> CONSIGNE DE L'EXERCICE
Renvoyez l'extrait ci-dessous sur la princesse de Montpensier dans son intégralité, sans en modifier un seul mot.

> EXTRAIT DU TEXTE
Marie décide ensuite d’obéir à ses parents, d’épouser Montpensier, sans laisser la possibilité à Guise de l’influencer, puis elle suit son mari au château de Mont-sur-Brac, l’équivalent de Champigny dans la nouvelle, où il la laisse bientôt en la seule compagnie de Chabannes – si l’on excepte les domestiques – qui s’occupe de son instruction, tombe amoureux d’elle, lui déclare sa flamme et essuie un cuisant revers, la princesse lui rappelant que lui-même lui a enseigné que chacun devait savoir rester à sa place, dans la hiérarchie sociale. Dans le même temps, elle ne craint pas de lui avouer à mots couverts sa passion passée pour Guise, qu’elle croit éteinte ou du moins susceptible d’être maîtrisée. Mais un obstacle se dresse bientôt sur le chemin de Marie, qui va mettre à rude épreuve ses certitudes. En effet, elle rencontre par hasard, alors qu’elle effectue une promenade en barque, le duc d’Anjou, qui s’est perdu sur les terres de Montpensier avec sa suite qui comprend Guise. Comme dans la nouvelle, Anjou est tellement impressionné par la beauté de la princesse qu’il trouve que c’est là chose extraordinaire, chose de « roman »22.
Les marques d’amour visibles et assumées du duc de Guise et du duc d’Anjou
Dans la nouvelle, Anjou et Guise demeurent deux jours à Champigny et, malgré la passion que leur inspire la princesse, ne se permettent pas de la montrer à la vue de tous, ce qui fait que le prince, après leur départ, se trouva « mal content de tout ce qui était arrivé, sans qu’il en pût dire le sujet »23. Dans le film, le comportement d’Anjou et de Guise est fort différent, les deux hommes faisant explicitement allusion devant le prince au désir qu’ils éprouvent pour la princesse, ce qui rend avec raison le prince fou de jalousie.

> LISTE DES ENTRÉES
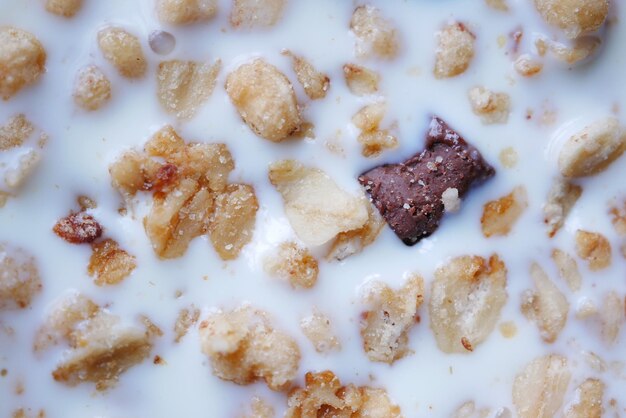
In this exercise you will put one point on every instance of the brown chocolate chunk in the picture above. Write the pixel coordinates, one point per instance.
(408, 194)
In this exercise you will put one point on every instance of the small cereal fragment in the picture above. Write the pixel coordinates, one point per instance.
(574, 17)
(265, 99)
(561, 198)
(376, 36)
(92, 89)
(499, 216)
(455, 50)
(390, 316)
(184, 12)
(294, 264)
(324, 396)
(467, 296)
(316, 207)
(244, 347)
(109, 264)
(593, 149)
(361, 81)
(492, 107)
(593, 248)
(318, 329)
(22, 60)
(546, 306)
(123, 50)
(19, 277)
(183, 86)
(250, 14)
(539, 389)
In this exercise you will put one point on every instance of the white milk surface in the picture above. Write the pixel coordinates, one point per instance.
(427, 383)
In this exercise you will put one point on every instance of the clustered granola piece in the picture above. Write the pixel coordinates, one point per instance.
(324, 396)
(244, 347)
(408, 194)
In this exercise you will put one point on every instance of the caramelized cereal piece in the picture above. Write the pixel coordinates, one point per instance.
(109, 264)
(22, 60)
(123, 50)
(467, 296)
(593, 248)
(455, 51)
(19, 278)
(183, 86)
(294, 264)
(92, 89)
(390, 317)
(546, 306)
(539, 389)
(499, 216)
(244, 347)
(265, 99)
(316, 207)
(184, 12)
(376, 36)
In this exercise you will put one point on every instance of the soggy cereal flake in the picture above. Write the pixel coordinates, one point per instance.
(390, 316)
(593, 248)
(184, 12)
(265, 99)
(376, 35)
(244, 347)
(546, 306)
(123, 50)
(492, 107)
(499, 216)
(19, 277)
(574, 17)
(109, 264)
(467, 296)
(539, 389)
(316, 207)
(92, 89)
(593, 149)
(324, 396)
(22, 60)
(294, 264)
(561, 198)
(183, 86)
(455, 50)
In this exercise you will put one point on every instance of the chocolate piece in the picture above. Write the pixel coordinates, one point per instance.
(408, 194)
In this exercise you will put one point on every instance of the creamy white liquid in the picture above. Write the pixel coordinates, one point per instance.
(428, 383)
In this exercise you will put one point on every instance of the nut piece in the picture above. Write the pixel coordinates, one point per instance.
(256, 13)
(184, 12)
(593, 149)
(539, 389)
(594, 248)
(244, 347)
(574, 17)
(92, 89)
(455, 50)
(316, 207)
(265, 99)
(376, 35)
(490, 106)
(323, 396)
(390, 316)
(22, 60)
(546, 306)
(467, 296)
(123, 51)
(294, 264)
(19, 277)
(183, 86)
(499, 216)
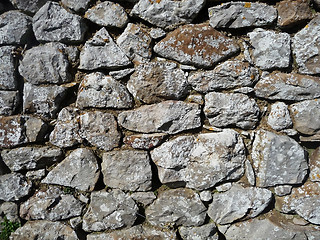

> RÉSULTAT FINAL
Marie décide ensuite d’obéir à ses parents, d’épouser Montpensier, sans laisser la possibilité à Guise de l’influencer, puis elle suit son mari au château de Mont-sur-Brac, l’équivalent de Champigny dans la nouvelle, où il la laisse bientôt en la seule compagnie de Chabannes – si l’on excepte les domestiques – qui s’occupe de son instruction, tombe amoureux d’elle, lui déclare sa flamme et essuie un cuisant revers, la princesse lui rappelant que lui-même lui a enseigné que chacun devait savoir rester à sa place, dans la hiérarchie sociale. Dans le même temps, elle ne craint pas de lui avouer à mots couverts sa passion passée pour Guise, qu’elle croit éteinte ou du moins susceptible d’être maîtrisée. Mais un obstacle se dresse bientôt sur le chemin de Marie, qui va mettre à rude épreuve ses certitudes. En effet, elle rencontre par hasard, alors qu’elle effectue une promenade en barque, le duc d’Anjou, qui s’est perdu sur les terres de Montpensier avec sa suite qui comprend Guise. Comme dans la nouvelle, Anjou est tellement impressionné par la beauté de la princesse qu’il trouve que c’est là chose extraordinaire, chose de « roman »22.
Les marques d’amour visibles et assumées du duc de Guise et du duc d’Anjou
Dans la nouvelle, Anjou et Guise demeurent deux jours à Champigny et, malgré la passion que leur inspire la princesse, ne se permettent pas de la montrer à la vue de tous, ce qui fait que le prince, après leur départ, se trouva « mal content de tout ce qui était arrivé, sans qu’il en pût dire le sujet »23. Dans le film, le comportement d’Anjou et de Guise est fort différent, les deux hommes faisant explicitement allusion devant le prince au désir qu’ils éprouvent pour la princesse, ce qui rend avec raison le prince fou de jalousie.